• **EXERCISE DIRECTIONS**:
Rescale the data starting with the line that contains "Hi there — would you mind identifying the spotted" and going on through the line that contains "0, 289, 489, 469": multiply every bounding box coordinate by 0.45 and round it to a whole number, with halves rounded up. Keep all other text in those lines unchanged and give back only those lines.

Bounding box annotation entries
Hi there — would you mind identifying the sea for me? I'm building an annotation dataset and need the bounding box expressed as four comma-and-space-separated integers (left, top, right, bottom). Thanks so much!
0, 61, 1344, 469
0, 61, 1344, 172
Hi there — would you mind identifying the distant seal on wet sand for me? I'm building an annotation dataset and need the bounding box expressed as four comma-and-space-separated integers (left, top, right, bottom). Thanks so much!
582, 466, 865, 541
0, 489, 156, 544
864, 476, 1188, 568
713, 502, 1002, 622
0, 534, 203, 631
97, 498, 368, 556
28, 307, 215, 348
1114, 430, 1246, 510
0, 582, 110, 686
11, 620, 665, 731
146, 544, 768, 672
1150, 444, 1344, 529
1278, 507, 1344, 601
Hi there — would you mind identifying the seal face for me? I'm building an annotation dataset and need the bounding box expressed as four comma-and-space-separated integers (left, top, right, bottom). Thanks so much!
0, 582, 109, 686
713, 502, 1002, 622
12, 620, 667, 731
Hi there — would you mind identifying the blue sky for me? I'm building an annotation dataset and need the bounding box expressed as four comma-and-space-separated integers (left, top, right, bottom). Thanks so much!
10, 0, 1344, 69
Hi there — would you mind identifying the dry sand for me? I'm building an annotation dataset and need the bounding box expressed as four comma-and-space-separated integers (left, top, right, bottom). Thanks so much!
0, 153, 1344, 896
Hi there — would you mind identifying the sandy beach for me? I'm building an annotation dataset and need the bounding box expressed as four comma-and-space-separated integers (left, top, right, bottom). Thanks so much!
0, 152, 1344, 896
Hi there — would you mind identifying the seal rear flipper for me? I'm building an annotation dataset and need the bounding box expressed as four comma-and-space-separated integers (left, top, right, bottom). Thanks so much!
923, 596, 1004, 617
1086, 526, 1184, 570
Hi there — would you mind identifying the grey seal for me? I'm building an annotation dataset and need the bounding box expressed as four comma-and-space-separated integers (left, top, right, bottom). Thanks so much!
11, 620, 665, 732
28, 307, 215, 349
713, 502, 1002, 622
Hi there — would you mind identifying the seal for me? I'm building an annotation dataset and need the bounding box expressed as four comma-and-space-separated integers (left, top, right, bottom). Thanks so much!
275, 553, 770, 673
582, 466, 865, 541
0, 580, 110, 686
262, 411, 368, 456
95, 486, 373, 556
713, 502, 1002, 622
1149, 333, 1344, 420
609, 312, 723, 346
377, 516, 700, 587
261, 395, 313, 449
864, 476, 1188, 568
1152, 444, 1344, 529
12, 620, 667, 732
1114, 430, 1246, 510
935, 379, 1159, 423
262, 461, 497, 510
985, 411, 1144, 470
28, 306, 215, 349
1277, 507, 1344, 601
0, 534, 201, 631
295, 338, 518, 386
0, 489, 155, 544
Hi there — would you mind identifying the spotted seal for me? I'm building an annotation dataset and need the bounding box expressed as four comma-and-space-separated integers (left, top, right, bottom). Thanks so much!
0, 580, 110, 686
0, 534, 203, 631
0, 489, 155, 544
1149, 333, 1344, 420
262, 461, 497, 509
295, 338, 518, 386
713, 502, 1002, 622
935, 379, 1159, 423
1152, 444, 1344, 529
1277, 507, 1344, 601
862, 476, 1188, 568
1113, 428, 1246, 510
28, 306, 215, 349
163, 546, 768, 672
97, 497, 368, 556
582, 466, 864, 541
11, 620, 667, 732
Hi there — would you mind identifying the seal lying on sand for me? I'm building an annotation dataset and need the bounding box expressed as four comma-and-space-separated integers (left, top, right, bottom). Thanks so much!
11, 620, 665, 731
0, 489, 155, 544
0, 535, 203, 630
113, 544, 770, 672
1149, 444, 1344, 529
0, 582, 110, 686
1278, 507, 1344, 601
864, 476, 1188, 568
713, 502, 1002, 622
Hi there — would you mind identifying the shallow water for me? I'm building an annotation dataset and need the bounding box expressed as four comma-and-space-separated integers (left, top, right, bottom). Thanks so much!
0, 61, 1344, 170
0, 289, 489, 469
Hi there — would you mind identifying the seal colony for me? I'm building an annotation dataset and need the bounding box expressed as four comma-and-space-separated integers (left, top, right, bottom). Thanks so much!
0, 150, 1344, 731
==
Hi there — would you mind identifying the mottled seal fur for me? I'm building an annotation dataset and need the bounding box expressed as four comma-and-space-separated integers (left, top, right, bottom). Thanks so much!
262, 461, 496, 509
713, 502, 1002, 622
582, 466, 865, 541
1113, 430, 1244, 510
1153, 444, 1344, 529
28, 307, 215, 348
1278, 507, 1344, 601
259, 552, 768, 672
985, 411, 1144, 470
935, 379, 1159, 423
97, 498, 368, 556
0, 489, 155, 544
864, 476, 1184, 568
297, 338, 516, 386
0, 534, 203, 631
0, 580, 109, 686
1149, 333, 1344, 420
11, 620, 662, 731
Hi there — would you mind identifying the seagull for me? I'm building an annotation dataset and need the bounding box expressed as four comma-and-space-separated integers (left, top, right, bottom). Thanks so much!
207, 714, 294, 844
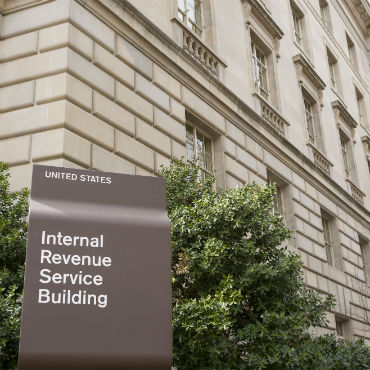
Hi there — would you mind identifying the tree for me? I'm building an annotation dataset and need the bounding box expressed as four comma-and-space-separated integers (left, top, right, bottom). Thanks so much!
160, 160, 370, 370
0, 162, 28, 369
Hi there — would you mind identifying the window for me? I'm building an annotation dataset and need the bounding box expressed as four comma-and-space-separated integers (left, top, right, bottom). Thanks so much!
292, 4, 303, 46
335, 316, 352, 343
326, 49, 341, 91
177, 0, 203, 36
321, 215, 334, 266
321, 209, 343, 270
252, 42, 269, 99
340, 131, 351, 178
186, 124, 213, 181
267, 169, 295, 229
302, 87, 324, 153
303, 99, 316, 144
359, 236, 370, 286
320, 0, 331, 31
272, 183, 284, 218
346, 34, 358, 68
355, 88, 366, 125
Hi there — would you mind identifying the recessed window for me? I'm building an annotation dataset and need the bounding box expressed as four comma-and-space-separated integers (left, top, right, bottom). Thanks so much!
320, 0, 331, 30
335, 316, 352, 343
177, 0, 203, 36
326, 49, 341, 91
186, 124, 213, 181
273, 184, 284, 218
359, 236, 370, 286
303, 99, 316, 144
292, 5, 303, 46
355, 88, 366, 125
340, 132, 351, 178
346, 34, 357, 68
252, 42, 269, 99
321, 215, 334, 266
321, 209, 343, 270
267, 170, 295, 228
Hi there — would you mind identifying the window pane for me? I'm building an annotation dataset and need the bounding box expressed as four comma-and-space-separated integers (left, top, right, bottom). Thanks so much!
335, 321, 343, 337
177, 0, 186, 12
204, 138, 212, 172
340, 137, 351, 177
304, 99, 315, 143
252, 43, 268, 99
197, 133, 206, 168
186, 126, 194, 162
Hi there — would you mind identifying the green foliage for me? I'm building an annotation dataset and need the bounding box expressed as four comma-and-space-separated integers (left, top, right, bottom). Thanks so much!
...
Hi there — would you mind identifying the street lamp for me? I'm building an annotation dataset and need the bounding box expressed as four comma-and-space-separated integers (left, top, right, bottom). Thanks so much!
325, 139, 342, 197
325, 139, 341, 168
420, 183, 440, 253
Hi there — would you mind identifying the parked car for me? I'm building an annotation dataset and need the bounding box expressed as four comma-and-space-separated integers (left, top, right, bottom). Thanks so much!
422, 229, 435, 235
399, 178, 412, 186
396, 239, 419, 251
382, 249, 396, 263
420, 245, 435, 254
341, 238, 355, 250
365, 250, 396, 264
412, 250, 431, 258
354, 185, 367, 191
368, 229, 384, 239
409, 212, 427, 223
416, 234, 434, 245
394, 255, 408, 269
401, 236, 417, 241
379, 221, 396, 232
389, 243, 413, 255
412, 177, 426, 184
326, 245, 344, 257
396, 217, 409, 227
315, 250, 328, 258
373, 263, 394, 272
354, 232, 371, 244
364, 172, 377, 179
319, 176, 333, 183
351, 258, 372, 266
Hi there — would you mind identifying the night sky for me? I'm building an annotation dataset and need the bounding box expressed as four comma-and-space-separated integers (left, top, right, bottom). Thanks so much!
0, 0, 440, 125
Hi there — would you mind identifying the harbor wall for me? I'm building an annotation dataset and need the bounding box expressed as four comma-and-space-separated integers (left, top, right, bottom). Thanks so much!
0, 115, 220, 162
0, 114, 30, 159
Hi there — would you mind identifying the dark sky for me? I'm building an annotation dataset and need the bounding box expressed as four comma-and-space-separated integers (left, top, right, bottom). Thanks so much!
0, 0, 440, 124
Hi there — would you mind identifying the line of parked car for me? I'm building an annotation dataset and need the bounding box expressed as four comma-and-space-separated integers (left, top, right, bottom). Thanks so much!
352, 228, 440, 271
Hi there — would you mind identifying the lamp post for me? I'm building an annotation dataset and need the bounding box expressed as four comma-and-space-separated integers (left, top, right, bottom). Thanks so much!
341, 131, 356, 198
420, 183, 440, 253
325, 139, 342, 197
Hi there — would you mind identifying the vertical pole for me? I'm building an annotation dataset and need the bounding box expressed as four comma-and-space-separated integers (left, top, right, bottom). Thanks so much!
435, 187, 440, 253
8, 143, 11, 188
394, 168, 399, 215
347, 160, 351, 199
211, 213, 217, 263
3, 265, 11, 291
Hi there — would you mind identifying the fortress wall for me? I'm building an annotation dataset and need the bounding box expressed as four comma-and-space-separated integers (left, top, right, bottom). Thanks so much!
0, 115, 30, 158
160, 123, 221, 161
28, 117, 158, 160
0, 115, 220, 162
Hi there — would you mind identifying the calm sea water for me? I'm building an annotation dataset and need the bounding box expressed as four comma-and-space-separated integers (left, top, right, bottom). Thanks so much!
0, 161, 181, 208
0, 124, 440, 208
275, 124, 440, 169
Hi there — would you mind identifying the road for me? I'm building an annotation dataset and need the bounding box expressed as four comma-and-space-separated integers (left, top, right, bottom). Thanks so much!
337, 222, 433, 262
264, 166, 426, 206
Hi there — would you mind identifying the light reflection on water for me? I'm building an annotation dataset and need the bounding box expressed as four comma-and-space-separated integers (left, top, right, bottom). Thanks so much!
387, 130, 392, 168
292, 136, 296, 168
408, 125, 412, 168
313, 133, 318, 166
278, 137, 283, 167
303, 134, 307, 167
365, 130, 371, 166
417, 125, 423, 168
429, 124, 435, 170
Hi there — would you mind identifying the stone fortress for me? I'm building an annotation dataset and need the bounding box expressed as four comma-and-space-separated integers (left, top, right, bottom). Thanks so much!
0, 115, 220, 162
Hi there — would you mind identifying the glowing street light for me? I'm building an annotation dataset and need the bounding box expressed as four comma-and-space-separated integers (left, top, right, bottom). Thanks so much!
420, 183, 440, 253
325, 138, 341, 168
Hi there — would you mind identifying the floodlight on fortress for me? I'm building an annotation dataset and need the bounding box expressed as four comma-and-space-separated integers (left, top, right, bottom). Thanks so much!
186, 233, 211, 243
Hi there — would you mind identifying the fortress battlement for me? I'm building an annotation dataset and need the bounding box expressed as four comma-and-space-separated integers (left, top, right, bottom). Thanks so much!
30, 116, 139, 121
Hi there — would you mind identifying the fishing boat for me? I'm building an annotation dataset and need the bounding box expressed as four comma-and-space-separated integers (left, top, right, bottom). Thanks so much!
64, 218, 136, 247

• **CORRECT OUTPUT**:
Hi there — would you mind identifying the spotted seal for me? I'm building an annotation dataset and need the bounding box expressed as four comma-and-space-separated integers (left, top, right, bottom). Thanks so much!
0, 261, 50, 309
0, 240, 91, 284
0, 220, 70, 245
517, 150, 605, 189
118, 207, 224, 229
133, 152, 233, 174
321, 226, 451, 280
421, 171, 522, 190
518, 200, 605, 238
575, 228, 605, 270
388, 214, 535, 256
501, 193, 561, 230
13, 138, 97, 157
73, 246, 346, 302
44, 224, 166, 250
262, 210, 389, 243
5, 279, 300, 329
Hi there — would you mind identifying the seal lying on sand for me? I'm building an annotation dataset and need the bounding box expressed as four comma-and-space-separated integers (left, top, right, bottom). Thanks so much!
5, 279, 299, 329
0, 220, 70, 245
0, 241, 91, 284
51, 245, 347, 302
517, 200, 605, 238
0, 262, 50, 309
575, 228, 605, 270
389, 214, 535, 256
321, 226, 451, 280
Hi there — would you mind identifying the shallow water for me? I'm building an annotation dataset and need the bounding box expressed as four comma-and-space-separated integers (left, top, right, bottom). Thanks so much!
0, 27, 605, 77
0, 130, 220, 211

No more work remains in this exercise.